───── DATA FOR THIS EXERCISE ─────
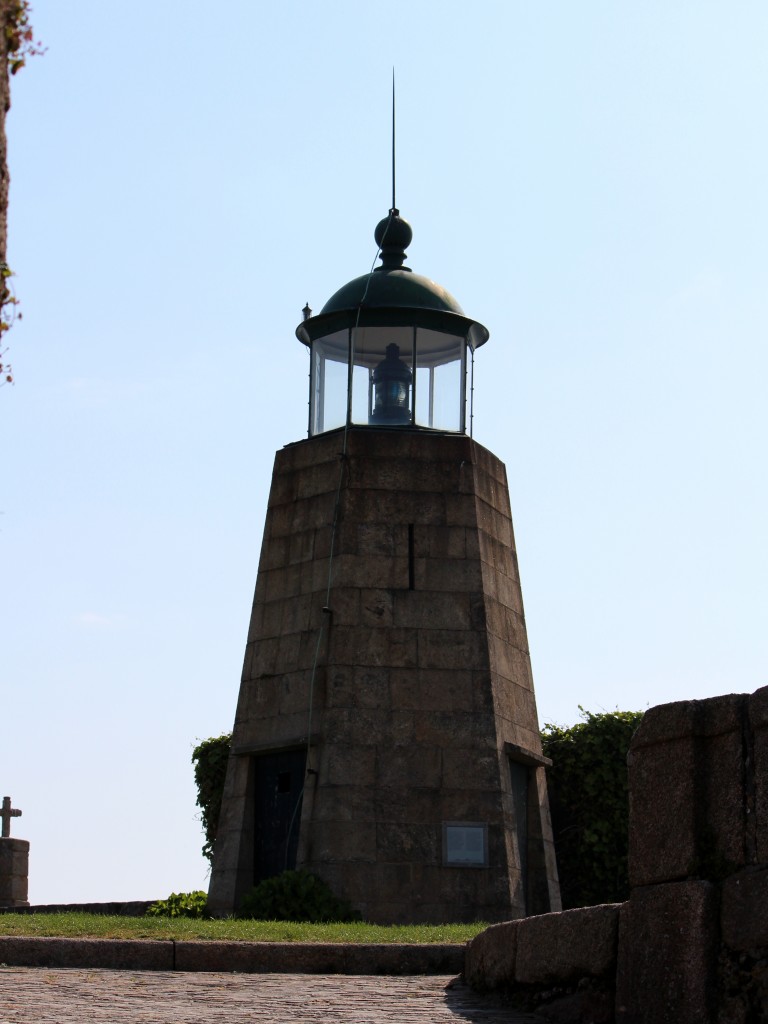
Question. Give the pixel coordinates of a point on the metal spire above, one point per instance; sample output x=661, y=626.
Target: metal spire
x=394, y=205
─────
───── DATA FOR THIS EXERCISE ─────
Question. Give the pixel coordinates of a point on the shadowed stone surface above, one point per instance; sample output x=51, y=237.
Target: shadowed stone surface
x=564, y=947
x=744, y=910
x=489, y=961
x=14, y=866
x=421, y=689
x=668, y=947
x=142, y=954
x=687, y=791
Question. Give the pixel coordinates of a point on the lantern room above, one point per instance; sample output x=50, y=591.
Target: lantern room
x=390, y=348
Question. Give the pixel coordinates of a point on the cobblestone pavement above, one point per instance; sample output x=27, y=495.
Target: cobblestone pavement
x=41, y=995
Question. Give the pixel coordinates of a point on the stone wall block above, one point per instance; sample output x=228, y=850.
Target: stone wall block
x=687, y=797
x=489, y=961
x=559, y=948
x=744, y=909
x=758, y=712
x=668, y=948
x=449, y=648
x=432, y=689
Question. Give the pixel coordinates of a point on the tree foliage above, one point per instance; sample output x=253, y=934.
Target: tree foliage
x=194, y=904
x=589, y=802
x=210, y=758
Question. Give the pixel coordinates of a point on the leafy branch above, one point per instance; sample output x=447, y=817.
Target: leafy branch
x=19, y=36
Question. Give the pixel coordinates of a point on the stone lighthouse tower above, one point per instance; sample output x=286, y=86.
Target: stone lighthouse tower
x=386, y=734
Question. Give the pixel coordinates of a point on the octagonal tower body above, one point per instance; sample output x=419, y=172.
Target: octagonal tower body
─────
- [TASK DIRECTIONS] Starting at the line containing "Question. Give the pixel coordinates of a point on the metal" and ending at the line containing "x=394, y=205", rewrite those lines with "metal spire" changed to "copper spire" and nothing else altered.

- [RESULT]
Question. Give the pixel coordinates of a point on the copper spire above, one point per instance; sample output x=661, y=626.
Target: copper spire
x=394, y=205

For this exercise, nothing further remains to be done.